What you have to do — Write the listing out again exactly as it stands, with no images.

Input data —
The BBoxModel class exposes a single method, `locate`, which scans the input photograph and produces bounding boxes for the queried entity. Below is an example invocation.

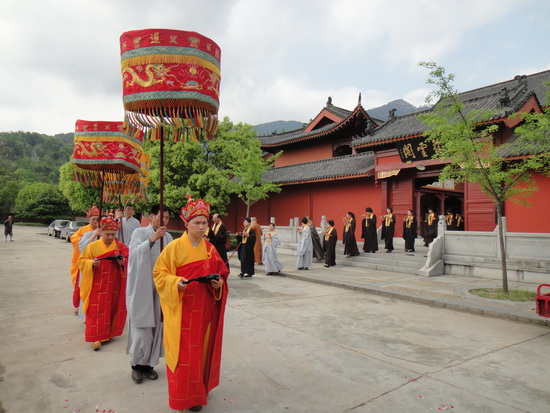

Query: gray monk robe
[117,216,141,245]
[296,225,313,269]
[126,224,173,367]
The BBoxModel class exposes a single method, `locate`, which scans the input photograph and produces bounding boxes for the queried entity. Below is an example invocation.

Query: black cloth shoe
[131,369,143,384]
[188,406,203,411]
[244,274,252,277]
[142,367,158,380]
[238,273,244,279]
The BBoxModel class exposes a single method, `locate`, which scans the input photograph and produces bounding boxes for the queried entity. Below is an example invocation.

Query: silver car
[60,221,88,242]
[47,220,70,238]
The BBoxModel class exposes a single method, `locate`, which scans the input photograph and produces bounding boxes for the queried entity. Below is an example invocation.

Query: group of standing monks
[68,198,230,413]
[341,207,465,255]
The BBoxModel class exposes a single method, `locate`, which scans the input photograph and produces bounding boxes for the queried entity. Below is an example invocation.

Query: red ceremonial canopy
[72,119,149,202]
[120,28,221,141]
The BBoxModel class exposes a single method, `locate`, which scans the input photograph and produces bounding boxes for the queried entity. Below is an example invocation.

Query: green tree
[418,61,550,293]
[142,117,280,215]
[0,181,21,214]
[228,138,281,217]
[58,162,102,214]
[15,182,72,222]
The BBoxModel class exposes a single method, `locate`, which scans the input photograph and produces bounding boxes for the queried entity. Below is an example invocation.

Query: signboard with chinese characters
[396,137,440,162]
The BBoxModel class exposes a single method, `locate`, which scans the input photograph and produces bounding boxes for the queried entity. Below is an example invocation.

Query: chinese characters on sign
[396,137,441,162]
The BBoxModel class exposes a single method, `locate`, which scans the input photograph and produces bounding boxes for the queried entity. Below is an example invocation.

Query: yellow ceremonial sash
[243,226,251,243]
[324,227,333,241]
[345,218,352,231]
[266,231,274,245]
[213,221,221,235]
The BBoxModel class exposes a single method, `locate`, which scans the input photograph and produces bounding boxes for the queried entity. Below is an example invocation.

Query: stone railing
[420,216,550,283]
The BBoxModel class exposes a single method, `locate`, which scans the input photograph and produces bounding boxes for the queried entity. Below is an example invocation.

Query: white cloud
[0,0,548,134]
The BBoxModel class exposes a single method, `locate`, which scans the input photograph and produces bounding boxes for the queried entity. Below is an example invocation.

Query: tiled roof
[352,70,550,148]
[259,105,372,148]
[324,103,353,119]
[263,152,375,185]
[497,134,550,158]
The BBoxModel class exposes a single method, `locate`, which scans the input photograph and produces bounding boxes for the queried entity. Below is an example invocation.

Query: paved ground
[1,226,549,413]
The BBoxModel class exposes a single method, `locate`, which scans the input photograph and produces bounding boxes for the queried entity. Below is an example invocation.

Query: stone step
[276,241,429,275]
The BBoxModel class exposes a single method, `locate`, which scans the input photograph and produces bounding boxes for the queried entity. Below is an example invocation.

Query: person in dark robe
[403,209,417,252]
[308,217,324,260]
[322,220,337,267]
[381,207,396,253]
[4,215,14,241]
[236,218,256,278]
[455,212,465,231]
[445,210,456,231]
[207,213,229,269]
[361,207,378,253]
[343,212,360,258]
[423,208,437,246]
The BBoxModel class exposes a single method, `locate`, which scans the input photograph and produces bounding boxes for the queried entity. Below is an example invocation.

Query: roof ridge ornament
[326,96,332,107]
[358,92,362,106]
[388,108,397,121]
[498,87,510,108]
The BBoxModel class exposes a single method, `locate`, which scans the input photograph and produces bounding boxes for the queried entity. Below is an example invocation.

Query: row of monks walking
[69,198,229,412]
[235,207,465,279]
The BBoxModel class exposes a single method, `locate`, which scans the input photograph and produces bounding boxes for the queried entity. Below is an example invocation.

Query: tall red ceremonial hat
[120,29,221,141]
[100,217,120,231]
[180,194,210,223]
[87,204,100,218]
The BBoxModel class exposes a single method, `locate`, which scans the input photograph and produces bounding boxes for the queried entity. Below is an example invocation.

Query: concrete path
[1,226,549,413]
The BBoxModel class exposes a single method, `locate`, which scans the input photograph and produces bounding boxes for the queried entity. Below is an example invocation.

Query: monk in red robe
[70,204,100,311]
[78,216,128,351]
[154,195,229,413]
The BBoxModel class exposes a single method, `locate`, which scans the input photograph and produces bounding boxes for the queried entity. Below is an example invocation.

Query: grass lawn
[469,288,536,302]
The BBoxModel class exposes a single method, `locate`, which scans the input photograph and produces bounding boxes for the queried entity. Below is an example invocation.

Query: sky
[1,0,549,136]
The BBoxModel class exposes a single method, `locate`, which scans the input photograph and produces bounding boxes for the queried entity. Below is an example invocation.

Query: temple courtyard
[0,225,549,412]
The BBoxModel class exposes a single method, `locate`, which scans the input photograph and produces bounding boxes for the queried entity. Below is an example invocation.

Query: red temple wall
[505,172,550,233]
[464,182,495,231]
[274,144,333,167]
[224,178,379,239]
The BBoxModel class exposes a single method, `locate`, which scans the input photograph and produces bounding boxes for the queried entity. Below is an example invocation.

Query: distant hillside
[366,99,429,121]
[253,120,305,136]
[0,131,72,184]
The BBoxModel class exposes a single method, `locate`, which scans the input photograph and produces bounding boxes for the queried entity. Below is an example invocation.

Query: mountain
[253,120,305,136]
[366,99,429,121]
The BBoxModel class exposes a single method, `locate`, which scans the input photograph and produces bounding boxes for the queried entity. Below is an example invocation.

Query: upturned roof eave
[261,105,374,149]
[272,170,374,186]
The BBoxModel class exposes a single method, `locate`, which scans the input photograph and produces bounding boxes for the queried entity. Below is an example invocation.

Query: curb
[281,271,550,328]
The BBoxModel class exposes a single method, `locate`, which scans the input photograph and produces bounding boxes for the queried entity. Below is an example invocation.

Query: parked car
[60,221,88,242]
[47,220,70,237]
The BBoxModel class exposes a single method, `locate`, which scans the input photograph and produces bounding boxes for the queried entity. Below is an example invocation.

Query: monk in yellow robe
[69,204,100,311]
[78,217,128,351]
[154,195,229,413]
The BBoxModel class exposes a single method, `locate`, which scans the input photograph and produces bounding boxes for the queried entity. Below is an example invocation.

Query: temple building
[224,70,550,236]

Answer box —
The BBoxModel class exposes a single method, `locate`, which scans the input photograph and produces bounding boxes for the queried entity. Below is an example invocation.


Query: gray monk robe
[117,216,141,245]
[296,225,313,269]
[126,224,173,367]
The BBoxModel class exposes a single method, `locate`, which scans the input photograph and produces bounding boxes for the queried entity. Below is an example invocation.

Query: black cloth shoe
[131,369,143,384]
[188,406,203,411]
[244,274,252,277]
[142,367,158,380]
[238,273,244,279]
The BBoxModel class exposes a single method, `locate`, which scans the input photograph and produces bounding boxes for the queried entity. Below is an example invocation.

Query: silver car
[60,221,88,242]
[47,220,70,238]
The BBoxModel class exposes a single method, `locate`, which scans the input photograph and produces bounding boxes for the queried entity. Below is an example invocation.

Query: group of standing monks
[68,198,230,413]
[341,207,465,255]
The BBoxModel class exposes a single method, `locate`, which scans the input photograph and produces bounding boxes for the queried entity. Below is an example invocation.

Query: red ceremonial canopy
[72,119,149,202]
[120,28,221,141]
The BBoxModel class exposes a single method, `locate`, which scans the input photograph and produces bounding boxes for the queried entity. Below is an example invocation.

Query: green tree
[418,61,550,293]
[142,117,280,215]
[0,181,21,214]
[228,138,281,217]
[58,162,102,214]
[15,182,72,222]
The BBoxModel class exposes a single method, `locate`, which scans the input photograph and produces bounding boxes for the queried entity. Below is an example invocation.

Query: signboard with chinese characters
[396,137,440,162]
The BBoxModel class exposes a single method, `locate`, which scans the input photograph and produces bounding boxes for the queried entity. Below is an example invocation.

Query: chinese characters on sign
[396,137,441,162]
The BBoxModel class exposes a single method, `locate`, which scans the input photograph and produces bounding boxes for the queried entity. Below is an example invocation.

Query: yellow ceremonial sash
[243,226,251,243]
[324,227,333,241]
[345,218,352,231]
[266,231,274,245]
[213,221,221,235]
The BBoxModel class exposes a single method, `locate`, which scans the input photograph and produces bounding boxes for the queried entity. Below is an example invocation.

Query: stone railing
[420,216,550,283]
The BBoxModel class exposes a single method, `locate`, which scans the input photograph and produces bounding boxes for the queried entity. Below is an example invocation.

Query: white cloud
[0,0,548,134]
The BBoxModel class exposes a single method, `locate`, which scans the input photograph and produces bounding boxes for the queried entity. Below is an example invocation.

Query: tiled roof
[352,70,550,148]
[259,105,372,148]
[324,103,353,119]
[263,152,375,185]
[497,134,550,158]
The BBoxModel class exposes a single method, `locate`, which scans the input photograph and produces bounding boxes for the queried entity. Below is an example invocation.

Query: paved ground
[1,226,549,413]
The BBoxModel class exposes a single method, `locate`, which scans the input photograph and produces bounding boxes for the queried entity. Below is an example invocation.

Query: stone step
[276,241,429,275]
The BBoxModel class exposes a single method, `locate`, which scans the input photograph and produces bounding boxes for the queried entity. Below is an example invocation.

Query: person in dark robe
[403,209,417,252]
[308,217,324,260]
[322,220,337,267]
[381,207,396,253]
[4,215,14,241]
[236,218,256,278]
[455,212,465,231]
[445,210,456,231]
[207,213,229,269]
[361,207,378,253]
[343,212,360,258]
[423,208,437,246]
The BBoxModel class exposes a single method, `locate`, which scans the input photograph and produces bounding boxes for the queried entity. Below is an example invocation.

Query: roof ridge ornament
[326,96,332,107]
[358,92,362,106]
[388,108,397,121]
[498,87,510,108]
The BBoxModel class exposes a single method, `locate`, which scans the input photograph and produces bounding boxes for the queried entity. Below is an example invocation.

Query: row of monks walking
[69,198,229,412]
[235,207,465,279]
The BBoxModel class exposes a single method, `locate`, which scans the input photograph and produces bounding boxes for the queried entity. Below is an example invocation.

Query: tall red ceremonial hat
[120,29,221,141]
[100,217,120,231]
[180,194,210,223]
[87,204,100,218]
The BBoxModel class exposes a single method, `locate`, which scans the input photograph and produces bounding boxes for the queried entity. Below is an example invocation.

Query: concrete path
[1,226,549,413]
The BBoxModel class exposes a single method, `locate`, which scans the input photograph and produces bounding boxes for the queried entity. Below is an example invocation.

Query: monk in red robe
[70,204,100,311]
[78,216,128,351]
[154,195,229,413]
The BBoxModel class exposes a single method, `locate`, which scans the input photograph and produces bounding boxes for the queried entity. Below is an example invocation.

Query: grass lawn
[469,288,536,302]
The BBoxModel class exposes a single method, `locate`, which scans the input photograph and produces bounding boxes for the queried entity. Below is an example invocation.

Query: sky
[1,0,549,136]
The BBoxModel class exposes a single method, `locate`, which scans the input photograph and produces bounding boxes for the queried entity. Below is an example invocation.

Query: temple courtyard
[0,225,549,412]
The BBoxModel class exposes a single method, `locate`, which scans the input photograph and produces bounding boxes for the queried entity. Below is an example invocation.

Query: red temple wall
[505,172,550,233]
[464,182,495,231]
[274,144,333,167]
[224,178,379,239]
The BBoxModel class exposes a single method, `locate`, which scans the input photograph and produces bounding boxes for the queried entity. Below is an example invocation.

Query: distant hillside
[366,99,429,121]
[253,120,305,136]
[0,131,72,184]
The BBoxModel class exposes a single method, `locate`, which scans the input photograph and produces bounding boxes for the queried entity. Below is an example invocation.

Query: mountain
[253,120,305,136]
[366,99,429,121]
The BBoxModel class exposes a single method, `locate`, which scans the input photograph and produces bounding boxes for the queried entity. Below is an example invocation.

Query: upturned roof eave
[261,105,374,149]
[272,170,374,186]
The BBoxModel class exposes a single method, `locate`, which scans the input photograph and produces bounding boxes for the queried entity. Below is an example invocation.

Query: curb
[281,271,550,328]
The BBoxModel class exposes a single method, `locate`, which scans the input photograph and produces bounding boxes for the queried entity. Below is an example invocation.

Query: parked car
[60,221,88,242]
[47,220,70,237]
The BBoxModel class exposes a single method, `locate`, which scans the input photograph and produces bounding boxes for the queried entity. Below is an example invocation.

Query: monk in yellow robe
[69,204,100,311]
[78,217,128,351]
[154,195,229,413]
The BBoxModel class exposes a single method, `locate`, which scans the input photograph and produces bounding boxes for the queried entity. Below is an example invocation.

Query: temple building
[224,70,550,236]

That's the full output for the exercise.